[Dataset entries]
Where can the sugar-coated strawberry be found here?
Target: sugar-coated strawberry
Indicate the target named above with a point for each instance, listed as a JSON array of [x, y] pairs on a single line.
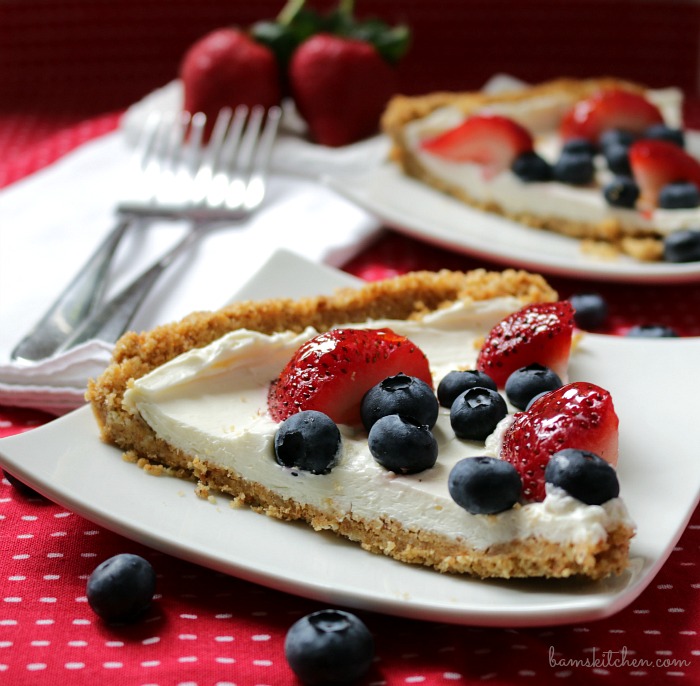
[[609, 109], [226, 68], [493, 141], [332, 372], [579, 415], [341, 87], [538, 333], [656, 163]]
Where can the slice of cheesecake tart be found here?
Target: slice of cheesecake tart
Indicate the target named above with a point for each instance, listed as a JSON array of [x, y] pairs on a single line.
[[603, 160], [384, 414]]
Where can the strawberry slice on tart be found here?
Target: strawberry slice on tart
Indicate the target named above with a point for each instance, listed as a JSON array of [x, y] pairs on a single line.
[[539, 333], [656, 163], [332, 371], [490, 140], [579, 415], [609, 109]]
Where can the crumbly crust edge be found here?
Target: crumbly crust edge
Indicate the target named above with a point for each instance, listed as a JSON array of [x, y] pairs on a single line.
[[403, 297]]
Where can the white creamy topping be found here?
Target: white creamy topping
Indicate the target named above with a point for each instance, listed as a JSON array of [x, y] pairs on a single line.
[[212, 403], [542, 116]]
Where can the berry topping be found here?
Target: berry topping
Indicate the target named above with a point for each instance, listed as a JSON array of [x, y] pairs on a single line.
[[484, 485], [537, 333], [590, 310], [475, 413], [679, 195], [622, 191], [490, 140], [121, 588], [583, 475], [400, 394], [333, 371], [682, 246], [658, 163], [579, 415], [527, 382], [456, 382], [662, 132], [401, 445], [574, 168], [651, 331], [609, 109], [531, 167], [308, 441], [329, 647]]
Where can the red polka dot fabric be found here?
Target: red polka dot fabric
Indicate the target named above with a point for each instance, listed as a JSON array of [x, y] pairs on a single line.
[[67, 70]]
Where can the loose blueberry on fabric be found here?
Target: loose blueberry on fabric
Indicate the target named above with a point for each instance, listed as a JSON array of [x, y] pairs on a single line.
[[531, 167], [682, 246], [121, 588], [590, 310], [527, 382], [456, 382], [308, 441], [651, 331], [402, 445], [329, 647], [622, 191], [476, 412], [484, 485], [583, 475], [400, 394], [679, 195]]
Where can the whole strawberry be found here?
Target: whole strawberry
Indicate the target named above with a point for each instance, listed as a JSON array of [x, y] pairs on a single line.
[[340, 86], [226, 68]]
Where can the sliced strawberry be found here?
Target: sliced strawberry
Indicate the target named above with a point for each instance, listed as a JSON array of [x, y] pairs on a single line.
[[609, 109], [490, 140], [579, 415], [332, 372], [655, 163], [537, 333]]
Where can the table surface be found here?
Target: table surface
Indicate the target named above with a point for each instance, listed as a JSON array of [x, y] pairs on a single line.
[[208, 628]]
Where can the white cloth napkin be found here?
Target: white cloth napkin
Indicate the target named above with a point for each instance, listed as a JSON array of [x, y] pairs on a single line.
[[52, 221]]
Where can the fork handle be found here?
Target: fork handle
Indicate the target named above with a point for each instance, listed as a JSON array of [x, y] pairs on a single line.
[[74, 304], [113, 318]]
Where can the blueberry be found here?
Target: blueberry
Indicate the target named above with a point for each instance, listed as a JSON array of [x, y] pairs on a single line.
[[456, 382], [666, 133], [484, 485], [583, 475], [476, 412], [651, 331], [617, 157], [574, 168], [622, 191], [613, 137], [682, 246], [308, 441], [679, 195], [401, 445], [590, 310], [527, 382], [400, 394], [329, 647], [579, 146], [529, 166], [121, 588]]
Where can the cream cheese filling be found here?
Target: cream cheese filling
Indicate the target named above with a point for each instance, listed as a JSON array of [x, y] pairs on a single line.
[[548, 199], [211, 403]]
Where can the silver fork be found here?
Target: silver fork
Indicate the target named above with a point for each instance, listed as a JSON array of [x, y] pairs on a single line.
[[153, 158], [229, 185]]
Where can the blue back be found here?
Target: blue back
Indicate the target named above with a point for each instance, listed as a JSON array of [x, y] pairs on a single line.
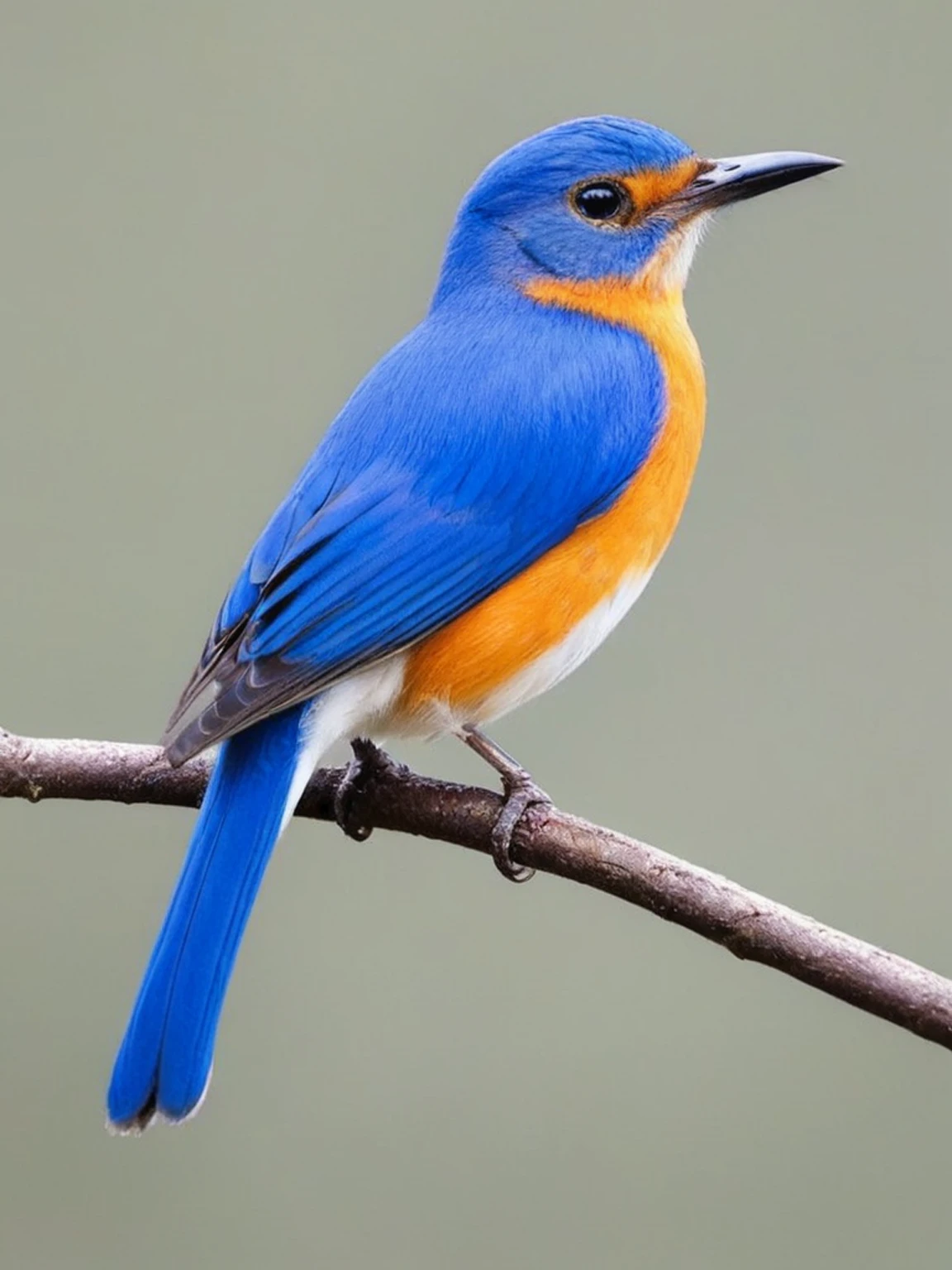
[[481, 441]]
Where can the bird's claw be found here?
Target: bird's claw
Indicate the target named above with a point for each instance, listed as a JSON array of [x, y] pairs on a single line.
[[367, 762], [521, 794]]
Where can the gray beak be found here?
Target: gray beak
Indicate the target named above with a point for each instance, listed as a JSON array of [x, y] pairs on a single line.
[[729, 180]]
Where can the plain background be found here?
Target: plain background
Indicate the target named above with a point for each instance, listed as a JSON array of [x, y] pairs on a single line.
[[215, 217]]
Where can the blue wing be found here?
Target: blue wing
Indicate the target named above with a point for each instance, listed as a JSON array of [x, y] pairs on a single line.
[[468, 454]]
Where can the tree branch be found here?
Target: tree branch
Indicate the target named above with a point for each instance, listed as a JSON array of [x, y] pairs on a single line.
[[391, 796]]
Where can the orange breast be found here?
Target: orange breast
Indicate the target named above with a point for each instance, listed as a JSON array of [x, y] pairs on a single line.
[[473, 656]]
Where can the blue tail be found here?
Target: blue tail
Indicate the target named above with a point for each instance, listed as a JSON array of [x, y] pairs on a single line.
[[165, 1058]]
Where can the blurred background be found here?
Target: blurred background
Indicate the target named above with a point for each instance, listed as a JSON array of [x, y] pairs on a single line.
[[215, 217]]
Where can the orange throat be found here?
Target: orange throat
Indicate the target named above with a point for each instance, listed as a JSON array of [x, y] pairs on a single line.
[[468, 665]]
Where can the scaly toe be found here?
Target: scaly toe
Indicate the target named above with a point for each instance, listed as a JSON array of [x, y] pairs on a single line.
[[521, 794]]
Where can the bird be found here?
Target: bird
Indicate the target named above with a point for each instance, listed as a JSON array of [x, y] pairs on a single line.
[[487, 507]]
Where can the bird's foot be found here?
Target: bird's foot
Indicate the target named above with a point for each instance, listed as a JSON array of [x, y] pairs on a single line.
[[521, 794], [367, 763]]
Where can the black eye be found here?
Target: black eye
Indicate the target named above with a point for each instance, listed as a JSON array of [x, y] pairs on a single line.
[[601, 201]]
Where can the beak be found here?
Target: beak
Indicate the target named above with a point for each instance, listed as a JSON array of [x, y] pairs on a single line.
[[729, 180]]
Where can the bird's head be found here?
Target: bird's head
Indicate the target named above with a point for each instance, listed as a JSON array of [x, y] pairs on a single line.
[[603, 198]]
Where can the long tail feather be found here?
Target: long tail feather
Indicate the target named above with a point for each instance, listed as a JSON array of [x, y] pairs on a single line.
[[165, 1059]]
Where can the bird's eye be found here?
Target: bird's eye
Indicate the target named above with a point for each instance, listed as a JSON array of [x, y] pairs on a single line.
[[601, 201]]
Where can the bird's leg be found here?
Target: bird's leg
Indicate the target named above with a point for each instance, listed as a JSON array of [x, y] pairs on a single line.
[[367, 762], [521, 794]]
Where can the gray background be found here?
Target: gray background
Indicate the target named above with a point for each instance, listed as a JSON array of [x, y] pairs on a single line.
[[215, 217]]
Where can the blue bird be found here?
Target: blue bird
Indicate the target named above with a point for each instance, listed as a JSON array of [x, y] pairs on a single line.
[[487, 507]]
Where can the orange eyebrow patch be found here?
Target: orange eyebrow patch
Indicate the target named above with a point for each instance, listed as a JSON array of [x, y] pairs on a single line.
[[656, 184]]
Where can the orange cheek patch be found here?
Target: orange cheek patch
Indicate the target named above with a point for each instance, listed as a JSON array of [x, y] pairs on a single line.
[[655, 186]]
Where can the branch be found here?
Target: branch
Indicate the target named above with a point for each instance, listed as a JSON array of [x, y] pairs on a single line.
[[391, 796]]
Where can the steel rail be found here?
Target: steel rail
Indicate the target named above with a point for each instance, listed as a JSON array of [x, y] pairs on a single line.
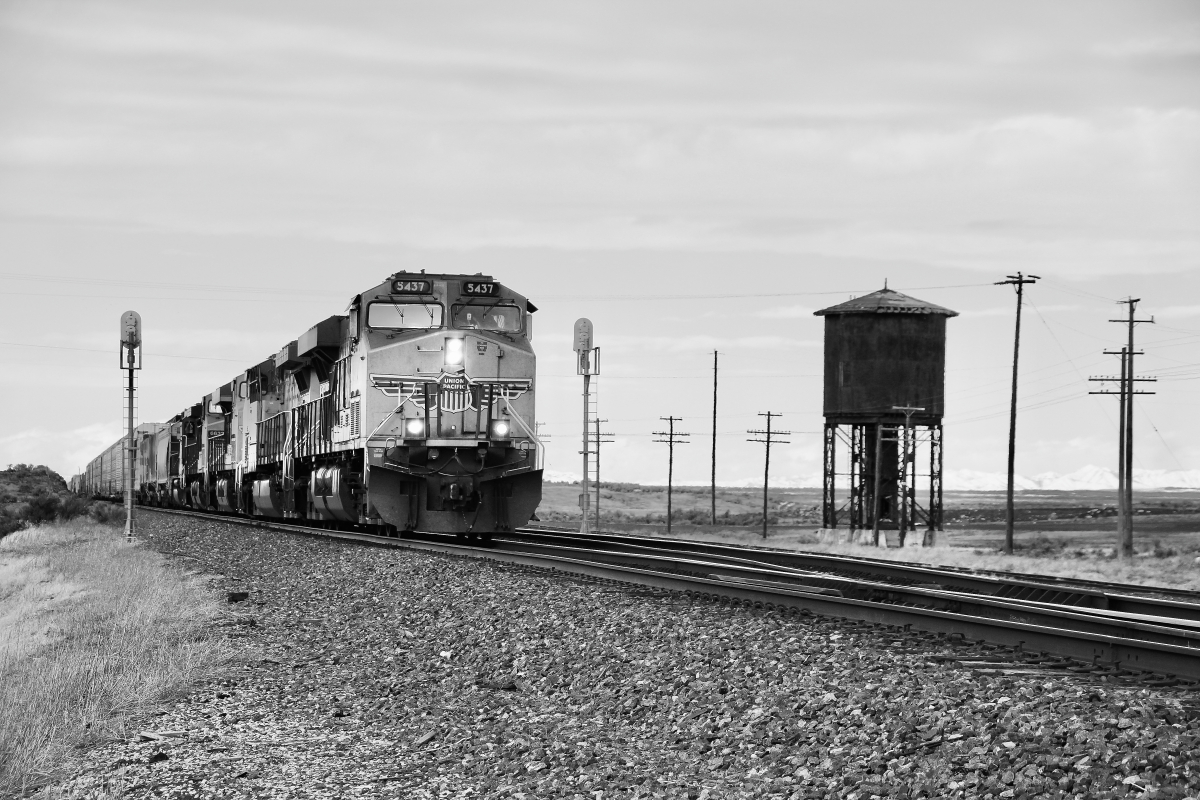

• _Aim of the exercise_: Quote the records above in full, dropping each picture.

• _Answer section_:
Where can the sugar-coated strawberry be found here?
Target: sugar-coated strawberry
Indicate the target named above with a point for each instance, listed as a JSON array of [x, y] pairs on a single line.
[[609, 109], [226, 68], [493, 141], [332, 372], [579, 415], [341, 87], [538, 333], [656, 163]]
Where can the slice of cheesecake tart be found here?
Target: slice of cheesecake tart
Indicate the target named above with a point for each instance, listed as a JSON array of [x, y] pairs on a single line.
[[603, 160], [384, 414]]
Where can the strawberry slice on tart be found here?
Target: strawberry slice on tart
Indicate the target named above with a point for each instance, listed as a JSON array of [x, y] pairs on a single line.
[[539, 333], [656, 163], [332, 371], [490, 140], [579, 415], [609, 109]]
Where can the crumbly crust edge be found here?
Target: crumbly crust edge
Indicate the target named above with a point for each instance, listed as a JSON array of [x, y] pairs on a single line.
[[403, 297]]
Where can the white creamy topping be found here?
Target: white creamy topping
Indicate the target named above with a point for each instance, listed as a JSON array of [x, y] pairs on a single line.
[[212, 403], [542, 116]]
Where can the berry topping be found here?
Target: berry topping
Indicate the target named above with a point for each instance, listed as a JSON array of [x, y] pairs on a single line.
[[484, 485], [537, 333], [590, 310], [475, 413], [679, 195], [622, 191], [490, 140], [121, 588], [583, 475], [400, 394], [333, 371], [682, 246], [658, 163], [579, 415], [527, 382], [456, 382], [662, 132], [401, 445], [574, 168], [651, 331], [609, 109], [531, 167], [308, 441], [329, 647]]
Where can the red polka dot fabric be found here?
Target: red polka dot fabric
Indicate the target named above with a point for each instance, listed as a JSON array of [x, y] pairs on a single line.
[[67, 70]]
Where can the loose blueberry on fabric be found here?
Target: loose blueberry on fabric
Indicate the target named above with a point for each instance, listed as a JSON array of [x, y] pairs on a single line.
[[531, 167], [682, 246], [121, 588], [590, 310], [527, 382], [456, 382], [308, 441], [651, 331], [402, 445], [329, 647], [622, 191], [476, 412], [484, 485], [583, 475], [400, 394], [679, 195]]
Where can the whole strawberry be found here?
Target: whole strawberry
Indicate the target named above with a point for each instance, listed as a JSON array of [x, y] pairs on a single line.
[[340, 86], [226, 68]]
Where can the sliced strawberry be found here?
Target: sliced strawberry
Indicate the target named above with a point for each instance, listed as a JSON array of [x, y] pairs on a single line.
[[609, 109], [490, 140], [579, 415], [332, 372], [655, 163], [537, 333]]
Where can the table surface be found here?
Target: table surface
Indicate the target named above with a point for each instance, listed as a JSON array of [x, y] pairs on a single line.
[[208, 628]]
Where can the white cloth napkin be found here?
Target: white cloth napkin
Indicate the target named above with a point for each instance, listed as a JSON array of [x, y] pairs on a single line.
[[52, 221]]
Where can the fork handle be found here?
Target: fork handle
Indicate the target named above with a point for each instance, listed as a JSON array of [x, y] pairs on a single line.
[[74, 304], [113, 318]]
Where can the blueberry be found here?
Target: blueberry
Indicate the target named above with a point for each instance, listed as a JSON array of [x, y] pairs on a single line.
[[456, 382], [666, 133], [484, 485], [583, 475], [476, 412], [651, 331], [617, 157], [574, 168], [622, 191], [613, 137], [682, 246], [308, 441], [679, 195], [401, 445], [590, 310], [527, 382], [400, 394], [329, 647], [579, 146], [529, 166], [121, 588]]
Where can the cream cheese filling be found here?
Target: cream cheese filling
Indicate the target named above with a point for each instance, listed as a JSON array of [x, y] pairs on a single line.
[[548, 199], [211, 403]]
Where can the silver fork be found here?
Target: silver fork
Indicate the target named above with a point for each instance, listed as a JSON array of [x, y] pairs on a single line.
[[153, 158], [229, 185]]
Where can the blue back be found here?
Target: blue back
Indicate the target named above with a point for each instance, listed as a JSON array of [x, y] pairs on a single line.
[[481, 441]]
Where can the bird's claw be found here?
Target: bird's claw
Indicate the target named above with a point for each instance, listed as a JSON array of [x, y] pairs on a single line.
[[367, 762], [521, 794]]
Where can the gray beak be found here?
Target: gray beak
Indicate the target named above with a point for each instance, listed as a JSON array of [x, y] pairs on a single line.
[[729, 180]]
Where can the plain background be found here?
Target: plain background
Indicate the target named above with a point for each instance, listed as a JSON array of [x, y] pairs on a single line.
[[215, 217]]
Where can the blue wing be found here?
Target: blue wing
Indicate the target named above with a point for each instance, listed as a JSON array of [x, y] pairs on a single line.
[[468, 454]]
Where can the tree branch be found here?
Target: tree branch
Indicate the target named above with a point for each instance, listed as a JSON array of [x, y] pairs on a single line.
[[391, 796]]
Where can the orange breast be found here?
Target: orange breast
Indicate the target named above with a point for each instance, listed as a JSON array of [x, y] pairs on a single line.
[[473, 656]]
Where can the blue tail be found here?
Target: blue tail
Indicate the target named above with a point for each instance, listed as a JSON array of [x, y] pairs on a single line.
[[165, 1058]]
Where can the blurred background be found here?
Target: blurred background
Indicate the target named above with a point for each instance, listed as a JSON array of [x, y] pairs on a single line.
[[215, 217]]
Where can the orange throat be found here?
Target: orange throat
Indicate the target named above with a point for each instance, listed as a JSON array of [x, y] pairs on a single line.
[[468, 665]]
Where can the scaly toe be found here?
Target: scaly toe
Indicate the target named above with a point for each instance, listed as a JSON array of [x, y] pairs on a single line.
[[521, 794]]
Where can the bird be found here?
Target: bird
Indicate the target named above with a point for each instance, listed as a JSON array of [x, y] pairs on a single line.
[[487, 507]]
Where can the bird's foot be found here?
Target: bird's foot
Indicate the target named above with a point for each instance, listed as a JSON array of [x, y] pairs on a single line.
[[521, 794], [367, 763]]
Where can the black eye be found here?
Target: black eye
Indicate the target named above with a point for each instance, listed as a JSON array of [x, y] pairs on a single line.
[[601, 201]]
Where can the beak be found here?
Target: beak
Indicate the target named above with a point for each instance, listed as a JSON array of [x, y] pairs on a single line.
[[729, 180]]
Where can the bird's head be found here?
Target: bird's head
Indicate the target named above with a point for each instance, listed as a JSON array of [x, y] pairs on a single line.
[[603, 198]]
Where can the long tail feather be found here?
Target: long tail feather
Indicate the target named above with a point for each instance, listed as a JSON array of [x, y] pairs on a single line.
[[165, 1059]]
Where can the bird's eye be found here?
Target: bird's eye
Indicate the target named above with a point for each instance, listed as a JSON array of [x, y] pairs on a single line.
[[601, 201]]
Where can the bird's leg be found here?
Target: bird's leg
Indicate the target named above with a point for each instance, listed as a JSON array of [x, y] pairs on a single line.
[[367, 762], [521, 794]]
Where can the gray background be found here?
Target: gray background
Indicate the target named above with a point for each instance, listed as a JSON array of [x, y] pairs on a single line.
[[215, 217]]
Where can the blue bird be found here?
Target: blue bird
Indicate the target named above with a point for each instance, listed as a JSON array of [x, y] pairs on a single line.
[[487, 507]]
Where can the orange eyebrow patch be found here?
Target: orange eyebrow patch
Indicate the target named above with a point for each instance, listed as a JSON array of [x, y] pairs on a single line.
[[656, 184]]
Where can the orange cheek patch be found here?
Target: orange cheek patch
Indicate the target named above with a point for each instance, listed as a JSON array of [x, y] pairs on a single line.
[[655, 186]]
Where can the branch be found here?
Target: branch
Indicate the target named above with a point for each instance, listed as a JSON array of [x, y] pairs on a single line.
[[391, 796]]
Where can the steel rail be found here?
Target: steel rail
Indicate the target named above with a point for each instance, listed as a JSON array of [x, y] pairs on a single line.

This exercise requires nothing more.